**What to produce**
Only the lines of the data below from the one with "format | one point per instance, each point like [555, 113];" through the one with "target | blue" are wanted. Repeat them exactly.

——————————

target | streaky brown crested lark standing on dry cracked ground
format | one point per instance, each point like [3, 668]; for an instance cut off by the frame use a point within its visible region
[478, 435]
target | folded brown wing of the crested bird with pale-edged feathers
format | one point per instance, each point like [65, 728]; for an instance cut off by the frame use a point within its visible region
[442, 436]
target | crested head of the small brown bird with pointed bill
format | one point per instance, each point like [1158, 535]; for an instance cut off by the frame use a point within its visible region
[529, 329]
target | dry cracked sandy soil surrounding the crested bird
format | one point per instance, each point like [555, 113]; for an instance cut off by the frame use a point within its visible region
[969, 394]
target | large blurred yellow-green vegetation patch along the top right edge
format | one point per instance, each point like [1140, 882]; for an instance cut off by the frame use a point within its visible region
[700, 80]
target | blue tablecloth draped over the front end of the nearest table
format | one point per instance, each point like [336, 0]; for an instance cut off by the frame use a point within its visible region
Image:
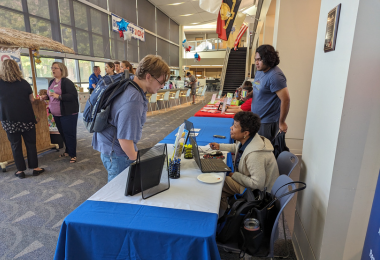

——————————

**Your solution**
format | one point per instance, each point like [555, 113]; for an instance cut off by the frame use a point within its visible region
[969, 394]
target | large blurred yellow-green vegetation patch along the top right edge
format | one point per instance, each point like [1140, 882]; for an instance cut off by the frame use a point within its visible region
[700, 80]
target | blue tablecloth draped over the front end of the nearest table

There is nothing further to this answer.